_RECORDED DATA_
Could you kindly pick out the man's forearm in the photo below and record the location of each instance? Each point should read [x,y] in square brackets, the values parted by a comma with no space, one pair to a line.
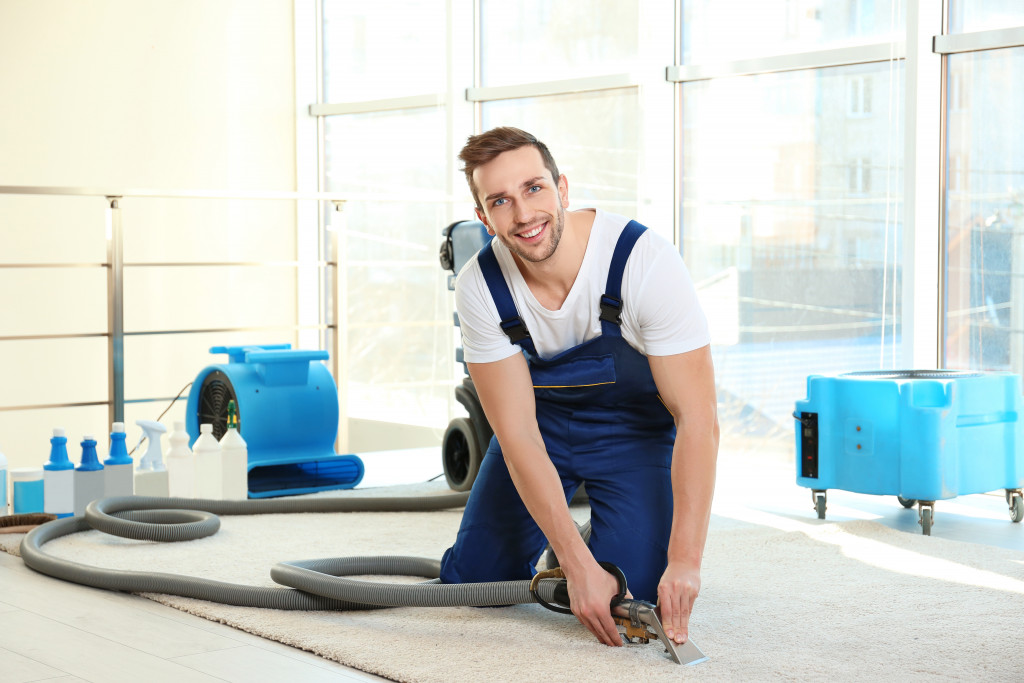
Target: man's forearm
[540,487]
[693,463]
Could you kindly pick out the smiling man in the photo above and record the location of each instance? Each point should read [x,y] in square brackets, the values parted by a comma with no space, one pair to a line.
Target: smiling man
[589,350]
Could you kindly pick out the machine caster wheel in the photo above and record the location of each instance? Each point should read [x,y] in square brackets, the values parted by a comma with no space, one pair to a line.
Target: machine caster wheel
[1016,507]
[927,517]
[820,501]
[461,454]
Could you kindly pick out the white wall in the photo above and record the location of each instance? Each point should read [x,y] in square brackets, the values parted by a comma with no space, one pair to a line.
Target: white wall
[166,94]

_PROBLEM_
Print all of the rows above word for word, leaving out the picture.

_CORRECT ANSWER_
Could you kindly pick out the man's forearm in the photo below and record the location of each instance? Each point should read [x,y] in square brackets, the values parted by a comma with no space, one pair to a line.
Target: man's forearm
[540,487]
[693,463]
Could you kindly pick out the smiling man in the photo above and record the location of each instance? Each point should read [x,y] in square brackets, the values parted by a comma with no space, one pair to a line.
Target: smiling man
[589,350]
Could you kindly pick out the machine caster wheel in the photo above and record the location of each instance? Each point should read [x,y] in square brackets, the values parted by a comma with no space, one pair to a line.
Target: machine caster wheel
[1016,507]
[927,517]
[820,501]
[461,454]
Could you kindly pick out the white wall in the photo above and record the location of each instance? Each point should read [x,y] in square brackets, the values parted by a comma with no space, one pair to a line.
Target: white wall
[166,94]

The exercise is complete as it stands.